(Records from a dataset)

——————————

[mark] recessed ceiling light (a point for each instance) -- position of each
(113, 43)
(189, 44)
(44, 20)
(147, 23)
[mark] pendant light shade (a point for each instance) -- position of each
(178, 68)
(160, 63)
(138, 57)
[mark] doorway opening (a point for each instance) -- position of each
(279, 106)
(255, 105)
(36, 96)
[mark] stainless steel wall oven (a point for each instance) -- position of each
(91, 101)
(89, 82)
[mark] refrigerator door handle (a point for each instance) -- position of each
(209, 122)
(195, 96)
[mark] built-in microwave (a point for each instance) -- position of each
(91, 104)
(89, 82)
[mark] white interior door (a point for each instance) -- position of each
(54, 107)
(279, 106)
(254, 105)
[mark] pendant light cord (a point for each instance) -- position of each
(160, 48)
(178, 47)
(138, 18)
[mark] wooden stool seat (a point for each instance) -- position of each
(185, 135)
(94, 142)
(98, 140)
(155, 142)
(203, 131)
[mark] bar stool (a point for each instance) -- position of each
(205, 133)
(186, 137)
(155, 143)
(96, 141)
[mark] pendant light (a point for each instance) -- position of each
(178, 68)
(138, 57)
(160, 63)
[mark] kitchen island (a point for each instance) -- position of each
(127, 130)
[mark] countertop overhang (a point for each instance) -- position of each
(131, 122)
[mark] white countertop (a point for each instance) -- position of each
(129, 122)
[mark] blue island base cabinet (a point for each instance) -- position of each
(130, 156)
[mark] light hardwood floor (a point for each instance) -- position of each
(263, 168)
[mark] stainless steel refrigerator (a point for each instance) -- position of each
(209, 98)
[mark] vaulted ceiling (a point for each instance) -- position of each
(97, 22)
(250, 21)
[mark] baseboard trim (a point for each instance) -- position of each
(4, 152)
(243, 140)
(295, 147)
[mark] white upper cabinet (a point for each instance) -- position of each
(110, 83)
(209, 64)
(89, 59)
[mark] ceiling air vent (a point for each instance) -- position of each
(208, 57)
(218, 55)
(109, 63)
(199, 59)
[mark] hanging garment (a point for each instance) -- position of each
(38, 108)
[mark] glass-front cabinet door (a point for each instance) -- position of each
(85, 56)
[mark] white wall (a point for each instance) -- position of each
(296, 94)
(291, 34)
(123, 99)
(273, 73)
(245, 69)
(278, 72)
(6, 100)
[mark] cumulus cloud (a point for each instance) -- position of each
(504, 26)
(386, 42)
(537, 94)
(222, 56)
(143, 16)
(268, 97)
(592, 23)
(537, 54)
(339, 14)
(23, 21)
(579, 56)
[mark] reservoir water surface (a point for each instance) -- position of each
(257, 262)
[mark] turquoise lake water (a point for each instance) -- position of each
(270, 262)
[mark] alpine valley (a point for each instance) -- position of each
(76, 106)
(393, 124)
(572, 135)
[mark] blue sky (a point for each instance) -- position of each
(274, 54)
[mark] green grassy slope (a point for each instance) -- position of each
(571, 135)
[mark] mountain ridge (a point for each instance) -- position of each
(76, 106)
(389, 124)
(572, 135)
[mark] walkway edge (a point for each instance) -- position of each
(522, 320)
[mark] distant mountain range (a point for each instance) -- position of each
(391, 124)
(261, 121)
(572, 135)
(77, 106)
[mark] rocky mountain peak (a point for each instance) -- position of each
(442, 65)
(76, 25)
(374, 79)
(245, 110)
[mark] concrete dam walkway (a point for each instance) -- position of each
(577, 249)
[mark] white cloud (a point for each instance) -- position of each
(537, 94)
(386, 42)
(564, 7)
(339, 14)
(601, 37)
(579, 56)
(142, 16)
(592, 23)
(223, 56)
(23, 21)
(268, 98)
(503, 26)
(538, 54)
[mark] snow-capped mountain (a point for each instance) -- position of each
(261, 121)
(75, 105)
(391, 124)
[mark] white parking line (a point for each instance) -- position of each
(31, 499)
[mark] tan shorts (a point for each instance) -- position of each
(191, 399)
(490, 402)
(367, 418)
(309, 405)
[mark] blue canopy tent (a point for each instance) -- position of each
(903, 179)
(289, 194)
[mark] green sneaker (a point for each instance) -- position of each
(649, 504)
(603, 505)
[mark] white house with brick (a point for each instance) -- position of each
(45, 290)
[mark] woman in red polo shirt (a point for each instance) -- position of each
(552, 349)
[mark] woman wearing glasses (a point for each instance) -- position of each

——————————

(GIVEN PROBLEM) Reproduce the data above from the line with "[mark] tan shorts" through the final line, including both ends.

(RESULT OF THE TASK)
[mark] tan shorts (a point for each instance) -- position of each
(191, 399)
(490, 402)
(367, 418)
(309, 405)
[mark] blue canopy tent (a point for each instance) -- position of each
(903, 179)
(289, 194)
[mark] green sneaker (a point for each instance) -- position of each
(649, 504)
(603, 505)
[mark] white house with brick (a point for each instance) -- position of each
(45, 290)
[mark] woman in red polo shirt (a point for each instance) -- position of each
(552, 349)
[mark] woman wearing glasses (a point for each instance) -- position of each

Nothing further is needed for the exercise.